Ausgewählter Textauszug -
Schluss — starke Netze?!
Schauen wir uns die Bewegungen an, die die Arabellion losgetreten haben sollen, sehen wir in der Tat junge, zu großen Teilen gut qualifizierte Menschen, die alle etwas gemeinsam hatten: Wut im Bauch über Perspektivlosigkeit und Missachtung ihres Kampfes um Anerkennung. Den Kriterien Schulzes zu folge reicht das allein aber noch nicht für die Ausbildung eines Kollektivakteurs. Wut im Bauch ist bei kurzem Kontakt nicht ersichtlich — im Gegensatz zu jugendlichem Aussehen (Punkt 4). Gleichwohl ist sie ein signifikantes Merkmal, das sich als intersubjektiver Kollektivbegriff (Punkt 6) auch noch selbst verstärkt (‚Wir sind alle wütend, das macht mich rasend‘). Kurzum: Der sehr komplexe Gewahrwerdungsprozess dieser Kollektivakteure setzte zweifelsohne nicht erst 2010 ein.
Zuerst werden einige Wenige „lokale“, weitgehend „homogene Publika“ gebildet und ein Problem definiert haben, das nicht nur sie selbst betraf. Das Problem der kleinen Publika wurde zu einem Problem einer Generation erklärt, womit die Öffnung für andere ohne die Gefahr der Aufgabe von Homogenität möglich war (‚Alles junge Menschen‘). Durch die selbstverständliche Nutzung des Internets — meint vor allem das Leben einer entsprechenden Kultur — war einerseits die Kontaktintensität der Teilnehmenden sehr hoch und ‚der Feind‘ andererseits schnell ausgemacht: Diejenigen, die sich in irgendeiner Weise der Netzkultur entgegenstellten (z.B. Überwachungs- oder Zensur-Phantasien pflegten) wurden automatisch zum Gegner der Bewegung.
Aus der Sinus-Milieustudie zu Vertrauen und Sicherheit im Internet wissen wir auch hierzulande um den alltagskulturellen Graben zwischen Digital Natives und Digital Outsiders, der sich durch die Gesellschaft zieht. Im Gegensatz zu den Ländern in denen sich Proteste nach dem Vorbild des arabischen Frühlings beobachten ließen, ist der Graben in Deutschland jedoch (noch) nicht so breit, dass keine Verständigung möglich wäre. In Tunesien, Libyen und Ägypten herrschten autoritäre Regime, die vor allem den konservativen Eliten — jenen auf der Outsider-Seite des digitalen Grabens — Vorteile verschafften und darauf angewiesen waren alle anderen mehr oder weniger offensiv zu unterdrücken. Das machte den kulturellen Graben breiter und breiter, sodass auch die Überwachung nur noch mäßig zielführend war, weil die Überwacher die jeweilige Kommunikation kaum noch einordnen konnten. Damit entstand eine Art Subkultur — im Wortsinne eine Kultur, die vom Mainstream weitestgehend abgekoppelt war –, die wiederum auf gängige, medial präsentierbare und damit unmissverständliche Praktiken des Protests zurückgriff.

Arbeitsaufträge -
1) In welchen Ländern herrschten laut dem Abschnitt über die Arabellion autoritäre Regime?
2) Gib aus dem Abschnitt über die Arabellion die Passage von „Schluss — starke“ bis „erst 2010 ein.“ wortgetreu wieder.
Stütze dich ausschließlich auf den Abschnitt über die Arabellion.

[Datensätze zur Positionsbestimmung]
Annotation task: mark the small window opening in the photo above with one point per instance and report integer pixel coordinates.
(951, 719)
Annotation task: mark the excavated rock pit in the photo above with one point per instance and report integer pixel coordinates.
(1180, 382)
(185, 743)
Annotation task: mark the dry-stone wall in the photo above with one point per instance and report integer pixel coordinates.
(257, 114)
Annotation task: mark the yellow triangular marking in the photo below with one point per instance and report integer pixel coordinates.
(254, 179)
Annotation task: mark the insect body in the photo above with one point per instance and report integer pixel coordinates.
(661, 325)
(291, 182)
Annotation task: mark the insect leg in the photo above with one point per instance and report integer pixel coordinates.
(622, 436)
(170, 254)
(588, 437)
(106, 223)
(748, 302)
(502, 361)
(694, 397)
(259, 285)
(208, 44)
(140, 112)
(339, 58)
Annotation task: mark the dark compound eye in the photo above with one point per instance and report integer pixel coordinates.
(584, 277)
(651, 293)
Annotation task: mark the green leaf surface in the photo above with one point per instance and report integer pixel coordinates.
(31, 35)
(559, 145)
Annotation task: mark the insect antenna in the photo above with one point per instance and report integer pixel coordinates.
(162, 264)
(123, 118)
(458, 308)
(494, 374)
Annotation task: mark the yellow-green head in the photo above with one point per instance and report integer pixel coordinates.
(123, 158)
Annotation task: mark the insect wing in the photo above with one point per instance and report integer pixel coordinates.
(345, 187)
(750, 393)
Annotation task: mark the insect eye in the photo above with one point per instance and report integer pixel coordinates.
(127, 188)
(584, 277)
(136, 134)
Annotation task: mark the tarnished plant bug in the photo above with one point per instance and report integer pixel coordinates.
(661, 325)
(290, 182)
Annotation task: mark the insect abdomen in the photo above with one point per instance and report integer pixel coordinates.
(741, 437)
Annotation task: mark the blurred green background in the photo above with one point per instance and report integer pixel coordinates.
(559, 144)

Erwartete Ergebnisse -
1) In Tunesien, Libyen und Ägypten.

2)
Schluss — starke Netze?!
Schauen wir uns die Bewegungen an, die die Arabellion losgetreten haben sollen, sehen wir in der Tat junge, zu großen Teilen gut qualifizierte Menschen, die alle etwas gemeinsam hatten: Wut im Bauch über Perspektivlosigkeit und Missachtung ihres Kampfes um Anerkennung. Den Kriterien Schulzes zu folge reicht das allein aber noch nicht für die Ausbildung eines Kollektivakteurs. Wut im Bauch ist bei kurzem Kontakt nicht ersichtlich — im Gegensatz zu jugendlichem Aussehen (Punkt 4). Gleichwohl ist sie ein signifikantes Merkmal, das sich als intersubjektiver Kollektivbegriff (Punkt 6) auch noch selbst verstärkt (‚Wir sind alle wütend, das macht mich rasend‘). Kurzum: Der sehr komplexe Gewahrwerdungsprozess dieser Kollektivakteure setzte zweifelsohne nicht erst 2010 ein.